• DIRECTIVES:
#1 In the passage on privacy rights, which country has a dedicated Privacy Commissioner to oversee privacy regulations?
#2 Print the stretch of the privacy passage from "It is worth" through "of personal data.".
━━━━━ SELECTED TEXT
These foundational questions no wonder pushes the nine-member bench in a corner. The first step naturally would be to create a framework to perceive the letter and the spirit of Privacy. The favoured approach so far has been to look at a three-tier structure concerning the “intimate”, the “private”, and “public” spheres of one’s existence, with differential degrees of enforced stringency. This complexity aside, Privacy is its essence is the right to “left alone” and control what information can be collected and what can be shared. It the proverbial social contract between the individual, society, and state, enshrining non-interference.

 

The Government has set in motion a draft data protection bill to codify how data is to be collected, stored, and used. Though a step in the right direction, it will nevertheless be a piecemeal measure which ignores the need for wider safeguards against exceptions which are bound to creep in the name of “public safety” and “national security”.

 

It is worth emphasizing that explicit articulation of Privacy as a Right is new even in the West. Though not precisely mentioned in the US Constitution, it is protected by the Fourth Amendment. Moreover, a strong tradition of Privacy torts in American courts acts as a natural deterrent. The Data Protection Directive of the European Union (EU) provides similar controls, but additionally the EU has a ‘Right to be Forgotten’ enables consensual deletion of digital footprints. In Canada, a dedicated Privacy Commissioner ensures oversight and implementation of various Privacy regulations while in Australia, the Privacy Act (1988) provides guidelines for the regulation and use of personal data.

 

As India aspires to graduate towards a first world existence, these precedents should ideally set its societal tone, if not in body, then in spirit. The Supreme Court's judgement is bound to be layered and multi-dimensional, but a libertarian view insulated from the pulls of confrontational politics would be most welcome!
━━━━━━━━━━
━━━━━ ENTRIES SHOWN
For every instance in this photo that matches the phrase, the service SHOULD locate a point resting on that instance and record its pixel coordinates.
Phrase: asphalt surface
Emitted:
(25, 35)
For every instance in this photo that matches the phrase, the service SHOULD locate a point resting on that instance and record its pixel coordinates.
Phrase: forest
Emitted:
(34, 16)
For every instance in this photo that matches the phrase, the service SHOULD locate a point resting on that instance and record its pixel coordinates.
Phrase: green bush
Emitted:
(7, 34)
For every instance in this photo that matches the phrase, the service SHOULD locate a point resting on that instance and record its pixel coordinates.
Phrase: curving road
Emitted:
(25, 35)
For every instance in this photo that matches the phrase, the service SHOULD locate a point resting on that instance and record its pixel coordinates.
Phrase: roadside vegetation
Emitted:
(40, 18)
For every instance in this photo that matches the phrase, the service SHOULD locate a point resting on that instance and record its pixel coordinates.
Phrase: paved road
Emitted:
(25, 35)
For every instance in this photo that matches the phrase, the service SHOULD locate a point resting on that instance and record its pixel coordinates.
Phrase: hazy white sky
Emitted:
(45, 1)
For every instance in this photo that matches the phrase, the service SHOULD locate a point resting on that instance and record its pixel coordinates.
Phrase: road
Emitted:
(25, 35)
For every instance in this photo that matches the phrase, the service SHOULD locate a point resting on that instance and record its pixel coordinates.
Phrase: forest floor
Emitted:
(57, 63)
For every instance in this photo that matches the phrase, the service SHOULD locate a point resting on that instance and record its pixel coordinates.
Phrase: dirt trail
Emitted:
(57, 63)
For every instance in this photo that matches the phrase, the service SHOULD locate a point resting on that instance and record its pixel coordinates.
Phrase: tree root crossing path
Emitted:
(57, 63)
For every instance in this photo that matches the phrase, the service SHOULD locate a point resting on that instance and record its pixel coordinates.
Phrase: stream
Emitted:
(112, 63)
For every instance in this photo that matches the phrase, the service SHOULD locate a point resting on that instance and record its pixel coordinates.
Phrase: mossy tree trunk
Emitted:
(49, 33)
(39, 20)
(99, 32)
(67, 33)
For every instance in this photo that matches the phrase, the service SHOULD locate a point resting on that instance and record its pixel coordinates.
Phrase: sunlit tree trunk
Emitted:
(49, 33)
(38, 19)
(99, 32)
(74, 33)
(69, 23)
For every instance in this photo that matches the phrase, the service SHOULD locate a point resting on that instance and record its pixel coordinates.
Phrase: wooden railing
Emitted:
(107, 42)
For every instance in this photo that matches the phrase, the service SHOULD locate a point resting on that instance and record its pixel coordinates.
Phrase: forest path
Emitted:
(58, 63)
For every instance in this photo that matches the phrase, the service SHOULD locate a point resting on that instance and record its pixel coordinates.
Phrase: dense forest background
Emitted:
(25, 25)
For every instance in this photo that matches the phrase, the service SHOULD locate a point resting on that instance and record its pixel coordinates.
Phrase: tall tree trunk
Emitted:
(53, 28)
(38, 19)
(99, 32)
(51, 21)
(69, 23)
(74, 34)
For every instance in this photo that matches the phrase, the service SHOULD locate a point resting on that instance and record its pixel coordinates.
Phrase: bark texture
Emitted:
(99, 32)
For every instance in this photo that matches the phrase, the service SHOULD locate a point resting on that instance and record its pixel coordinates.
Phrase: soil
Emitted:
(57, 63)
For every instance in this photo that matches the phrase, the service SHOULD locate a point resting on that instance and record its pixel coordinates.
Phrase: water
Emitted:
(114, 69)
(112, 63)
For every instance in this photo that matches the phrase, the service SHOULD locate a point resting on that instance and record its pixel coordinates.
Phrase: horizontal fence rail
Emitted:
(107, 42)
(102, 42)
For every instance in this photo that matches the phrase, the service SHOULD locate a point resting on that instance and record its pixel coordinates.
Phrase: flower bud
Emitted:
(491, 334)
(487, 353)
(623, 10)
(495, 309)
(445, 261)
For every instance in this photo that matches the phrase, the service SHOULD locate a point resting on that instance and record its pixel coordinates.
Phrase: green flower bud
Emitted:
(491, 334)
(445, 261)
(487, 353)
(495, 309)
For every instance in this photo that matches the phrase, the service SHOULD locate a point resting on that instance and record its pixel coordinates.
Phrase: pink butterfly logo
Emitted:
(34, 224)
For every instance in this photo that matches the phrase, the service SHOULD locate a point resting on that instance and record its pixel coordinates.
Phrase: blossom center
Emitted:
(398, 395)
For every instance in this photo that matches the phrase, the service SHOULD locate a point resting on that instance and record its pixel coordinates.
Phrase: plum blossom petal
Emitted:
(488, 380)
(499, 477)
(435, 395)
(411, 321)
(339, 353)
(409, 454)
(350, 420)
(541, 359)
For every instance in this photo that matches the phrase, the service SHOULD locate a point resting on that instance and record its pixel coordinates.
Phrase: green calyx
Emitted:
━━━━━━━━━━
• RESULTS OF THE TASKS:
#1 Canada

#2
It is worth emphasizing that explicit articulation of Privacy as a Right is new even in the West. Though not precisely mentioned in the US Constitution, it is protected by the Fourth Amendment. Moreover, a strong tradition of Privacy torts in American courts acts as a natural deterrent. The Data Protection Directive of the European Union (EU) provides similar controls, but additionally the EU has a ‘Right to be Forgotten’ enables consensual deletion of digital footprints. In Canada, a dedicated Privacy Commissioner ensures oversight and implementation of various Privacy regulations while in Australia, the Privacy Act (1988) provides guidelines for the regulation and use of personal data.